WORK INSTRUCTION A:
In the text on photoacoustic imaging below, what depth-to-resolution ratio limits non-invasive imaging in the acoustic-resolution regime?
WORK INSTRUCTION B:
Write the next part of the text on photoacoustic imaging, starting after its last sentence.

PASSAGE FOR REVIEW:
++++++++++
Periodic Reporting for period 4 - COHERENCE (Exploiting light coherence in photoacoustic imaging)
Reporting period: 2021-04-01 to 2021-09-30
As photoacoustic imaging relies on detecting ultrasound waves that are very weakly scattered in biological tissue, it can provide acoustic-resolution images of optical absorption non-invasively at large depths (up to several cm), where purely optical techniques have a poor resolution because of multiple scattering. As for conventional purely optical approaches, optical-resolution photoacoustic microscopy can also be performed non-invasively for shallow depth (< 1 mm), or invasively at depth by endoscopic approaches. However, photoacoustic imaging suffers several limitations. For imaging at greater depths, non-invasive photoacoustic imaging in the acoustic-resolution regime is limited by a depth-to-resolution ratio of about 100, because ultrasound attenuation increases with frequency. Optical-resolution photoacoustic endoscopy has very recently been introduced as a complementary approach, but is currently limited in terms of resolution (> 6 μm) and footprint (diameter > 2 mm).
++++++++++
Stored dataset items
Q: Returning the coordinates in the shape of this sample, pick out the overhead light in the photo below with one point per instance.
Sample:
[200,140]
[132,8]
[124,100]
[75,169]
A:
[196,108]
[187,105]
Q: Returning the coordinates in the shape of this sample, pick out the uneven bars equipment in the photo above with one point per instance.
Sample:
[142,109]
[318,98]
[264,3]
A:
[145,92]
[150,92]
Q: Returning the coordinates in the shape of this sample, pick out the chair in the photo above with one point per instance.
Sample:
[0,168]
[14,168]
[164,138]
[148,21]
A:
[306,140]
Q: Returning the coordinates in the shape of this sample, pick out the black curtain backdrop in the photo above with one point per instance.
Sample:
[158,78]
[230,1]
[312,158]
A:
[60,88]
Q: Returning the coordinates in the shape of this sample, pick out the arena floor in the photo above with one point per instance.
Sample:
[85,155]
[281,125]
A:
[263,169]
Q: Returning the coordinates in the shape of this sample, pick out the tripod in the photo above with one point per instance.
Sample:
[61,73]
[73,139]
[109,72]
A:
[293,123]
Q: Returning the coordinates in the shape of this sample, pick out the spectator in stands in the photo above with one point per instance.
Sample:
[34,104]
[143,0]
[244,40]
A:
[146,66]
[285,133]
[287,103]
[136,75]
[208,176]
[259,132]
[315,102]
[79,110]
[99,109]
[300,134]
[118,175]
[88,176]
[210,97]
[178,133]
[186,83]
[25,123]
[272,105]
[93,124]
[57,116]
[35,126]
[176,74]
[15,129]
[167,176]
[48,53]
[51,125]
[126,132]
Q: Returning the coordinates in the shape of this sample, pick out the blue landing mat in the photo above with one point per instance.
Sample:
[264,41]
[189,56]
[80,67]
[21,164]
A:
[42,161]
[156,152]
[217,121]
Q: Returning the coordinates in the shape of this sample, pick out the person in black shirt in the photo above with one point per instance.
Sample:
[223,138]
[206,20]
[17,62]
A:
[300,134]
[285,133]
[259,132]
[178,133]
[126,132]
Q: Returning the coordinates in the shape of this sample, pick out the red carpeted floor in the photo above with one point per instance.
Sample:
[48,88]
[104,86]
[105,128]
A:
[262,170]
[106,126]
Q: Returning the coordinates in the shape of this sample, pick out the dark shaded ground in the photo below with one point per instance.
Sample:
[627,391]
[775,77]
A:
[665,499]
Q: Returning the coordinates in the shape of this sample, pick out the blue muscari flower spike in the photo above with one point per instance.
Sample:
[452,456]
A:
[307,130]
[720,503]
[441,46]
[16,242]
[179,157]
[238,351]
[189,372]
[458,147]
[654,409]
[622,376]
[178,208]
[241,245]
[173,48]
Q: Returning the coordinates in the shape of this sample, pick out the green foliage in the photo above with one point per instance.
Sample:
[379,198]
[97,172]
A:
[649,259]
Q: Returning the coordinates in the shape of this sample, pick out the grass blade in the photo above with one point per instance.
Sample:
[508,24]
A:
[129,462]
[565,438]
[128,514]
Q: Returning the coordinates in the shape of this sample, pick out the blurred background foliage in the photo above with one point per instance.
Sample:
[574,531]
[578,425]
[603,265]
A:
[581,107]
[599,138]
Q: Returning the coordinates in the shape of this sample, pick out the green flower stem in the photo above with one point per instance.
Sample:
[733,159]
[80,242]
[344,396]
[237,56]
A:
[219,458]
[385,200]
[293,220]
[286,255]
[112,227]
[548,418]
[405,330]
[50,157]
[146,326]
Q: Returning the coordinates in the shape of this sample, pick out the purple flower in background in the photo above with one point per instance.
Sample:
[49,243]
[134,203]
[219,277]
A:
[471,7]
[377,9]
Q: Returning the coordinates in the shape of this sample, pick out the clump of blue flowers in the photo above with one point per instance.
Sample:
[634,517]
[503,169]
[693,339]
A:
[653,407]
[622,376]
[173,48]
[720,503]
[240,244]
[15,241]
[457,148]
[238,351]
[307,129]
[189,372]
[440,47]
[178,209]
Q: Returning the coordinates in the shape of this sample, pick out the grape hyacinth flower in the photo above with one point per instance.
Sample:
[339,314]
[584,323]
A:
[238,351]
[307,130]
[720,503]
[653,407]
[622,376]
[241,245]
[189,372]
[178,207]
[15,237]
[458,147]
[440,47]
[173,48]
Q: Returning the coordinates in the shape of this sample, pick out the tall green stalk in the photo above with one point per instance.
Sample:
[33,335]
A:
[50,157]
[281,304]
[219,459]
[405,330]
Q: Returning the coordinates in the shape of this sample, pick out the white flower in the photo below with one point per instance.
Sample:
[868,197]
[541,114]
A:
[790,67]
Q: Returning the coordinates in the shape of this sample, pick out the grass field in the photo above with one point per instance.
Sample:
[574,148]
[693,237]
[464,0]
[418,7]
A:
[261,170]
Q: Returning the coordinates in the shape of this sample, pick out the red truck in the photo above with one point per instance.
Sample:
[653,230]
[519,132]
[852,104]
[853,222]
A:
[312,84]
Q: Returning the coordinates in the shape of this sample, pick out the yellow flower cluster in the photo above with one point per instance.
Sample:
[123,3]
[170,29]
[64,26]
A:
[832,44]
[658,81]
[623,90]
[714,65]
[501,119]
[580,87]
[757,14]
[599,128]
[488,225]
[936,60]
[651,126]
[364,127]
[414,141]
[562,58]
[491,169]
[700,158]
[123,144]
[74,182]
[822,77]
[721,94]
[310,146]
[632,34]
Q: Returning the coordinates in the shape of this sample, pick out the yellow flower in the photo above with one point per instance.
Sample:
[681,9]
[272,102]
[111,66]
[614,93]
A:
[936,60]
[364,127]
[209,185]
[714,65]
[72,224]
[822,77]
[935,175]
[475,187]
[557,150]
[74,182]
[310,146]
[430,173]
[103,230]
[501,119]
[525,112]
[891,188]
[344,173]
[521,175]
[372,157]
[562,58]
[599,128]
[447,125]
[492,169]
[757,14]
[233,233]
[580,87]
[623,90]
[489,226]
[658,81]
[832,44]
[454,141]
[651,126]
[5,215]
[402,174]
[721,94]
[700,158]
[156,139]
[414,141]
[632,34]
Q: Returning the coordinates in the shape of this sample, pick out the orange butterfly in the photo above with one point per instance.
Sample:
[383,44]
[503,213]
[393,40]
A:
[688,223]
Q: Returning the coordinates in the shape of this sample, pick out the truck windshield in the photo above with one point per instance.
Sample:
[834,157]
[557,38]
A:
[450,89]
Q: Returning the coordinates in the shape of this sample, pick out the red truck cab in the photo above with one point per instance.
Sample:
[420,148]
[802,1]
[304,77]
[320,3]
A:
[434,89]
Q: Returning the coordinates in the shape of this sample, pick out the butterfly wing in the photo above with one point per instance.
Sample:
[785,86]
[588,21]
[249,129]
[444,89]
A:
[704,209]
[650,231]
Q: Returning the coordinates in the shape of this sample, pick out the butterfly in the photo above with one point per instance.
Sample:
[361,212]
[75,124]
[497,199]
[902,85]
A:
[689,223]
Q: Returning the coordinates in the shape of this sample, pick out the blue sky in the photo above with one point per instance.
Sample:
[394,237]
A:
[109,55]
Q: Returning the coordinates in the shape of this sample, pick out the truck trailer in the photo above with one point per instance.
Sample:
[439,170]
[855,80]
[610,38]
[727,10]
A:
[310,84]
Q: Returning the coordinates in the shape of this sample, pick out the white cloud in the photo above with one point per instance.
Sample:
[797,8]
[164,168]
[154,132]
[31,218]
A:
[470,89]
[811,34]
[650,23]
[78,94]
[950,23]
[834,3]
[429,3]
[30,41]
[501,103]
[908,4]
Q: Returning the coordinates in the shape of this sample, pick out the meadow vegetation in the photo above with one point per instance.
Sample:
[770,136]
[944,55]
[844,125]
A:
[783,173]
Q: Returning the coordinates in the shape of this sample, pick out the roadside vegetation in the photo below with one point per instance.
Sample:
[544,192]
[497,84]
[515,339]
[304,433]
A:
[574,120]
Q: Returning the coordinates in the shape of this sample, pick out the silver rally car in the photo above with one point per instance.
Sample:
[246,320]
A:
++++++++++
REPLY A:
A ratio of about 100.

REPLY B:
The overall objective of COHERENCE is to break the above limitations and reach diffraction-limited optical-resolution photoacoustic imaging at depth in tissue in vivo. To do so, the core concept of COHERENCE is to use and manipulate coherent light in photoacoustic imaging. Specifically, COHERENCE will develop novel methods based on speckle illumination, wavefront shaping and super-resolution imaging. COHERENCE will result in two prototypes for tissue imaging, an optical-resolution photoacoustic endoscope for minimally-invasive any-depth tissue imaging, and a non-invasive photoacoustic microscope with enhanced depth-to-resolution ratio, up to optical resolution in the multiply-scattered light regime.
In terms of impact for the society, COHERENCE leads to the design of innovative biomedical instrumentations aiming at seeing deeper and better through organs, and therefore participates to the development of new diagnostic tools.
The research to design the two instruments lead to one patent for each instrument, and several publications as research articles in peer-reviewed international journal and oral presentations. At the time of writing this report, 11 articles have been published, 3 are in preparation, and 2 patents have been filed. The corresponding results were presented at conferences through more than 25 oral presentations, given by all members of the team (PhD students, post-doctoral researches, permanent team members and principal investigator).
For the minimally invasive endoscopic device, we discovered a new optical memory effect in multi-mode fiber with square geometry, which paves the way towards calibration-free imaging methods through this kind of very small device. A patent has been filed on the proposed approach.